WHAT YOU HAVE TO DO: Your response should consist of the records, reproduced exactly.

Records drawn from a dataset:

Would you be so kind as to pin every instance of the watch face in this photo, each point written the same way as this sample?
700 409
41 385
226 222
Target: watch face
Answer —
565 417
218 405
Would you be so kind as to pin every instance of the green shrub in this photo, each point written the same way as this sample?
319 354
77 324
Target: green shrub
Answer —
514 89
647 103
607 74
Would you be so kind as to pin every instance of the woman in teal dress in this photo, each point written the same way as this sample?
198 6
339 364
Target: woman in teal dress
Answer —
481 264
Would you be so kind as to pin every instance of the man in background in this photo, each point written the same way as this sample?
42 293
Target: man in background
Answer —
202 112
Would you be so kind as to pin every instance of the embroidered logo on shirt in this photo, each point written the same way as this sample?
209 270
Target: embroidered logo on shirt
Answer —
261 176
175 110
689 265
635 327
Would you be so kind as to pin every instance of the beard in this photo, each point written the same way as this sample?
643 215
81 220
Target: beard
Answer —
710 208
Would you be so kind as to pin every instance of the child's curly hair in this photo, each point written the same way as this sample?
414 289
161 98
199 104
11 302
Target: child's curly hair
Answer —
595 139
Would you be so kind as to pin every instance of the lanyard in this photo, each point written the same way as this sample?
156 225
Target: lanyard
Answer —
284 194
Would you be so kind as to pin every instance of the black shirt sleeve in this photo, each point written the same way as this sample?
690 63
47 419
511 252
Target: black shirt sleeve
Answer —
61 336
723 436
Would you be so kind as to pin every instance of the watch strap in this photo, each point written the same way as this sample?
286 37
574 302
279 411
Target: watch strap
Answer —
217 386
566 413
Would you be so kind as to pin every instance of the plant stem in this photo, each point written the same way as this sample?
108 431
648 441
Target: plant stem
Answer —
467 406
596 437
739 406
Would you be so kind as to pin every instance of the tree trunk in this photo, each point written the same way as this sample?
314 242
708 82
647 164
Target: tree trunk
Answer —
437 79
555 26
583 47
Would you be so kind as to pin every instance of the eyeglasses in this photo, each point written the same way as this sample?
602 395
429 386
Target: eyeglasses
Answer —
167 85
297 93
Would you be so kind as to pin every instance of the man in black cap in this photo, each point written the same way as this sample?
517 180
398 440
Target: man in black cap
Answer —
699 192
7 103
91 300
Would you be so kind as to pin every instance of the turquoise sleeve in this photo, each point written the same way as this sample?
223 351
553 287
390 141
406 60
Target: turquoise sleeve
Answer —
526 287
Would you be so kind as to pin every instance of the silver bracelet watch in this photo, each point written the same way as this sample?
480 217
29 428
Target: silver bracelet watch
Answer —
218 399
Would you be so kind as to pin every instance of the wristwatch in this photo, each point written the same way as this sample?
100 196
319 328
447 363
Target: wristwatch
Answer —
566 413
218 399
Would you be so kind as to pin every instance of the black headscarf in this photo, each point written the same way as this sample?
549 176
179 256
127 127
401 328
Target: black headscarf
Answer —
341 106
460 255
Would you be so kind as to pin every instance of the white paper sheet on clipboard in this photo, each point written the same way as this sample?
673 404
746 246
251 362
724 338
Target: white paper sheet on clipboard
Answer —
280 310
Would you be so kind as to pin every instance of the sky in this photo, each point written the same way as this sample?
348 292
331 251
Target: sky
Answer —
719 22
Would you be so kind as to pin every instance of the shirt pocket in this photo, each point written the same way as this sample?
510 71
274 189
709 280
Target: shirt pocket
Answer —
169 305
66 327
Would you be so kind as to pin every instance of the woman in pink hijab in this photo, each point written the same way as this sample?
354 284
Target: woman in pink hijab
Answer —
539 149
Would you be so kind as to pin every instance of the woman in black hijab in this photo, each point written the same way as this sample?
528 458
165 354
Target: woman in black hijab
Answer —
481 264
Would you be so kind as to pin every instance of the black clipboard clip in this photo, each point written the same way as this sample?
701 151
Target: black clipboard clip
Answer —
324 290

RESPONSE BELOW:
Would you be so kind as to pin every instance of the watch face in this photo, each point written the same way as this sample?
700 409
41 385
226 222
Target: watch face
Answer —
565 417
218 405
Would you be so kind as to pin every instance of the green shrub in this photo, each point written the same way as this sample?
319 354
77 324
Target: green shrub
Answer —
514 89
647 103
607 74
Would you be so kind as to pin every instance of the woman in teal dress in this photo, each point written the same way as this sample?
198 6
339 364
Target: woman in teal dress
Answer —
481 264
Would you be so kind as to pin every instance of the man in background in this photo, each point written the same way as this sample?
42 293
Target: man in background
Answer —
202 112
Would you be so kind as to pin every instance of the embroidered logo on shirt in this photo, each point written the same way as this sample?
209 270
Target: embroidered logo on shirt
Answer —
261 176
175 110
689 265
635 327
Would you be so kind as to pin every instance of the beard in this photo, each point written the same way as this sample?
643 215
81 220
Target: beard
Answer —
710 208
Would you be so kind as to pin every instance of the child's curly hair in this photo, each point written the same way as this sample?
414 289
161 98
199 104
11 302
Target: child's curly hair
Answer —
595 139
Would you be so kind as to pin every instance of the lanyard in this photo, each point written the same way as this sample?
156 225
Target: lanyard
Answer —
284 194
Would you be so kind as to pin every instance of the black shirt sleeve in this photo, each point written the same way as this sample?
690 63
47 419
511 252
Target: black shirt sleeve
Answer —
61 336
723 436
Would you be so kind as to pin every instance of the watch strap in this photo, each point written the same way as this sample?
286 37
574 302
279 411
Target: watch strap
Answer —
217 386
566 413
Would you be so kind as to pin every instance of the plant stem in this photo, each point written the same way as this sample?
108 431
648 441
Target: plant stem
Answer —
467 406
596 437
739 406
Would you be so kind as to pin every instance of the tree trunk in this photo, each point written the same way as this sample?
314 242
708 82
647 164
Target: tree trunk
Answer —
437 79
555 26
583 47
Would you be so kind as to pin every instance of the eyeglasses in this photo, each point written the same way as this sample?
602 395
429 386
Target: eyeglasses
Answer —
167 85
297 93
Would you be so kind as to pin every instance of the man in black cap in this photo, each point written the same way as this sample?
517 180
398 440
Target: man in black cap
Answer —
699 192
7 103
91 300
Would you be so kind as to pin every instance of the turquoise sleeve in this photo, each point written the same way as this sample?
223 351
553 287
390 141
406 60
Target: turquoise sleeve
Answer —
526 287
Would you be so kind as to pin every instance of the silver bracelet watch in this photo, each point written the same way as this sample?
480 217
29 428
Target: silver bracelet watch
Answer —
218 399
Would you be so kind as to pin every instance of the wristwatch in this photo, each point written the same way as this sample?
100 196
319 328
447 363
Target: wristwatch
Answer —
566 413
218 399
Would you be so kind as to pin every instance of the black headscarf in this photo, each point written the same way as this sample?
549 176
179 256
127 127
401 328
Target: black headscarf
Answer —
341 106
460 255
Would you be so kind as to pin every instance of the white paper sheet on clipboard in this photo, each point written the same way as this sample?
673 404
746 246
251 362
724 338
Target: white paper sheet on clipboard
Answer —
280 310
Would you be so kind as to pin every instance of the sky in this photo, each point written the same way as this sample?
348 292
331 251
Target: sky
Answer —
719 22
Would you be so kind as to pin every instance of the shirt pocket in this photo, each point written the same way as this sample?
510 71
274 189
709 280
Target: shirt pocket
Answer —
169 305
66 327
Would you be so kind as to pin every instance of the woman in pink hijab in this photo, each point written the same way as this sample?
354 284
Target: woman in pink hijab
Answer —
539 149
Would you be so kind as to pin every instance of the woman in black hijab in this photo, each point written the same way as this sample?
528 458
165 354
Target: woman in black hijab
Answer —
481 264
Would you be so kind as to pin every instance of the black clipboard clip in this photo, each point written the same way as this sample?
701 151
Target: black clipboard clip
Answer —
324 290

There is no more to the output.